Reviewed: Мальте Рольф, Советские массовые праздники (Soviet Mass Festivals), Мoscow, ROSSPEN, 2009 (translation of Das sowjetische Massenfest. Hamburg, Hamburger Edition, 2006).
The Russian translation of Malte Rolf’s monograph Das sowjetische Massenfest, published by ROSSPEN publishing house in its reputable History of Stalinism series, should prove beneficial to both the book and its readers. Making the book available for readers outside of the small circle of metropolitan polyglots, it also gives Russian historical science, traditionally strong on facts and figures but ill-disposed towards theoretical sophistication, an example of a happy marriage between a thorough empirical research and an ambitious theoretical agenda. Rolfe’s book makes extensive use of Russian provincial archives, as well as dozens of interviews with local survivors of Stalinism, and puts Soviet mass festivals at the crossroads of history, sociology and anthropology.
Malte Rolf’s style, happily preserved in V. Altukhov’s elegant translation, eschews the traditional division between concisely formulated “theoretical” postulates and their extensive empirical “proofs” (or “refutations”). Following a clearly (but not too clearly) signposted route, it flows smoothly, highlighting difficulties and offering solutions at hand. In contrast to the majority of historians, Rolf takes it upon himself to scrutinize key concepts necessary to the definition of the place of mass festivals in social life. Having sketched out the general theoretical framework suitable for describing Soviet mass festivals, he then moves on to define their systemic and genealogical specificity against the backdrop of Russian and Soviet history.
Between Theatre and Ritual
Firstly, Rolf is concerned with assigning their proper place to such festivals in the existing taxonomy of social performances. Rolf correctly points at the heterogeneous nature of Soviet public gatherings, which recycled various forms of ritualistic and theatrical events (p. 8). One can only wish he had pressed this issue somewhat further. Indeed, the difference pointed out by Roy Rappaport between theatre (where performances are temporary limited, roles routinely exchangeable, and outcomes have no direct bearing upon human life) and ritual (where such limitations are largely nonexistent), seems important enough to merit further discussion and perhaps more detailed classification as well.
Secondly, Rolf tries to present ritual at the intersection of power and society. To be sure, this is a formidable task, and any attempt at ridding this perennial dichotomy of its usual inconsistencies and almost ubiquitous tautologies should be commended. Nevertheless, his definitions of power and society seem to rest, at least in part, on essentialist premises which hinder the development of the multi-dimensional context in which he tries to locate the events he is writing about. In particular, describing society as a system of communicative environments outside of the Soviet state and party apparatus is tantamount to denying any spontaneous, unscripted or deviant interaction within Soviet institutions. Rather improbable from a theoretical standpoint, this supposition is also hardly compatible with the materials collected, for instance, by Lorenz Erren, who has shown that even the local party meetings in 1930s could quite substantially deviate from script. [1]
Other theoretical inquiries in the book concern the usefulness of such notions as “political religion” (rightly discarded as a mere metonymy possessing low explanatory value), and “cultural memory”―which the author deems potentially useful but never actually employs in the book, due perhaps to the fact that, despite all efforts of communication specialists from Howard Innis to Michael Giesecke, we are still far from any systematic knowledge of the storage and transmission of information in social systems (p. 14, 295).

**Records held in a dataset:**
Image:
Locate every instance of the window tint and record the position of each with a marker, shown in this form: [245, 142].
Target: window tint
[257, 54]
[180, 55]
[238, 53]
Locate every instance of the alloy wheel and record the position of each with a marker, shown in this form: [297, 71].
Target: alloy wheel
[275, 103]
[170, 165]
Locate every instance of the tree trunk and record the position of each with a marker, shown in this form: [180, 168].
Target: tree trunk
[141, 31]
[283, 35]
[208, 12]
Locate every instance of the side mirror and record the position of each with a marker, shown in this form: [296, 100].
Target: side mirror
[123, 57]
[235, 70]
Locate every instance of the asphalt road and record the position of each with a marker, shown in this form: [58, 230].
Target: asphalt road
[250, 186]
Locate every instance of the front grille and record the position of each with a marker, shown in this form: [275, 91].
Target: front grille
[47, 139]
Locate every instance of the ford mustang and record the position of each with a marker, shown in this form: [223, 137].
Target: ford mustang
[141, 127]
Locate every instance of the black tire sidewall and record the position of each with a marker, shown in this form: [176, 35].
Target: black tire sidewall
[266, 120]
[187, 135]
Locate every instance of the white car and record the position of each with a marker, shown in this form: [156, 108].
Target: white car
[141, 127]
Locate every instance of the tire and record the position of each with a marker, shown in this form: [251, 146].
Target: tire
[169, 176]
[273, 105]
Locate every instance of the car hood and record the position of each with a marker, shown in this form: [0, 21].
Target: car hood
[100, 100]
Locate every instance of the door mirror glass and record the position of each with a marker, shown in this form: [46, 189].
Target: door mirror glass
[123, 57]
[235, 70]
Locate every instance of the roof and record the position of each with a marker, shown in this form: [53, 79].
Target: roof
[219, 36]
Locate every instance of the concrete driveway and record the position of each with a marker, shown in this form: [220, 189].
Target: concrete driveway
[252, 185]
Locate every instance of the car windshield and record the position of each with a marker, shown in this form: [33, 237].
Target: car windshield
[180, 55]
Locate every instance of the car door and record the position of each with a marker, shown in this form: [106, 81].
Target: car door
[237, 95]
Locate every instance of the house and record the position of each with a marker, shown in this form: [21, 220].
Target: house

**DIRECTION:** Continue the review of Malte Rolf's book on Soviet mass festivals, picking up after its last sentence. The entries are separate material with no connection to the book review.

**ANSWER FOR THIS EXERCISE:**
Finally, Malte Rolf points at the crucial and often overlooked problem hindering our understanding of totalitarian society: the fact that the self-representation of the Bolshevik and Nazi leadership is often confused with its popular perception (p. 294). Rolf vows to remedy this situation by looking closely at the interiorization of ritual practices in individual experiences (p. 22). Unfortunately, following well-trodden path, Rolf looks for such interiorizations mostly in autobiographical narratives, which tend, for various reasons, to replicate official models, leaving us in a vicious circle charted but never transcended by idealist philosophy.
Marching Through Buildings
Early revolutionary holidays, with their scenes of uncontrollable looting, drinking and mobbing of “power representatives” (any passer-by who could be associated with the “old order”) (p. 64, 240) hints at Eleusinian mysteries, the liberating power of which Vyacheslav Ivanov, a symbolist poet and philosopher intimately acquainted with the culture of Ancient Greece, strove to recreate in Soviet mass theater. The topsy-turvy world of the first post-revolutionary mass gatherings also points to Mikhail Bakhtin’s somewhat overused notion of carnival: a temporary suspension of the earthly and heavenly hierarchy which does not blow the world apart, because it preserves the platonic duality of ideal truths, albeit in an inverted way (no masquerade would succeed if the masks’ signifieds, be it the devil or a priest, were not recognizable). Clearly, quite a number of early revolutionary artists with a modernist pedigree enthusiastically subscribed to this vision of carnival; see, for instance, Alexander Blok’s poem “The Twelve” or Sergei Eiseinstein’s movie October.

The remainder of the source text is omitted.